**QUOTED PASSAGE**

December 30th, 2008 | Uncategorized | 1 comment

Improving the survival rate for small businesses

I was talking with a group of small-business people yesterday. A couple of them happened to mention that the great majority of small businesses fail. And that there are a great many reasons why they fail, from insufficient capital to poor planning and bad management.

This got me thinking: There may be nothing anyone can do to prevent a disorganized or dimwitted entrepreneur from destroying his start-up. But why should we all assume that this huge rate of infant-business mortality is inevitable and immutable? 

Why couldn’t the teaching of certain practices and the establishment of helpful programs increase the number of young businesses that survive and thrive the same way that proper nutrition, regular obstetrical check-ups and well-baby examinations help more mothers and infants stay alive?

And why don’t more of our communities see the survival of small businesses as a priority?

I think the answer to all three is: There’s no good reason why small business remains so unsupported. And I think communities everywhere owe it to themselves to get busy and create development programs that will allow more entrepreneurs to succeed.

**Point localization data**

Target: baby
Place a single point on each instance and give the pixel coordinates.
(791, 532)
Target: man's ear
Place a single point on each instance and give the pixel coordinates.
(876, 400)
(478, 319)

**PROMPT**
Copy the part of the small-business survival post between "I was talking" and "as a priority?", inclusive. The rows have nothing to do with what comes next.

**SOLVED PROBLEM**
I was talking with a group of small-business people yesterday. A couple of them happened to mention that the great majority of small businesses fail. And that there are a great many reasons why they fail, from insufficient capital to poor planning and bad management.

This got me thinking: There may be nothing anyone can do to prevent a disorganized or dimwitted entrepreneur from destroying his start-up. But why should we all assume that this huge rate of infant-business mortality is inevitable and immutable? 

Why couldn’t the teaching of certain practices and the establishment of helpful programs increase the number of young businesses that survive and thrive the same way that proper nutrition, regular obstetrical check-ups and well-baby examinations help more mothers and infants stay alive?

And why don’t more of our communities see the survival of small businesses as a priority?